-------- Texte fourni --------
« L’Allemagne est prisonnière d’un modèle qui a fait ses preuves mais n’est plus adapté »
Entre la montée de l’AfD, le déclin de son modèle économique et les tensions avec Musk, l’Allemagne affronte le péril des législatives du 23 février. Entretien avec Paul Maurice, chercheur à l’Ifri.

L'un des meilleurs spécialistes de l'Allemagne, Paul Maurice, a accepté d'analyser pour Le Point les enjeux des législatives allemandes du 23 février, cruciales pour le destin de l'Europe. Secrétaire général du Comité d'études des relations franco-allemandes à l'Institut français des relations internationales (Ifri), ce chercheur brillant a été chef de la Mission de l'Allemagne, de l'Europe alpine et adriatique à la Direction de l'Union européenne du ministère de l'Europe et des Affaires étrangères, de septembre 2022 à août 2024. Les diplomates allemands à Paris reconnaissent sa valeur.
-------- Extrait de données --------
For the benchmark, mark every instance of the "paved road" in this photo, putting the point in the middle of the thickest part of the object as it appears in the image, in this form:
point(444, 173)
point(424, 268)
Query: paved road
--------
Mets à jour le texte fourni en le recopiant à partir des mots « Entre la montée » et en t’arrêtant après « chercheur à l’Ifri. », avec « défi » à la place de « péril ». La liste constitue un matériau indépendant du texte.

• Réponse:
Entre la montée de l’AfD, le déclin de son modèle économique et les tensions avec Musk, l’Allemagne affronte le défi des législatives du 23 février. Entretien avec Paul Maurice, chercheur à l’Ifri.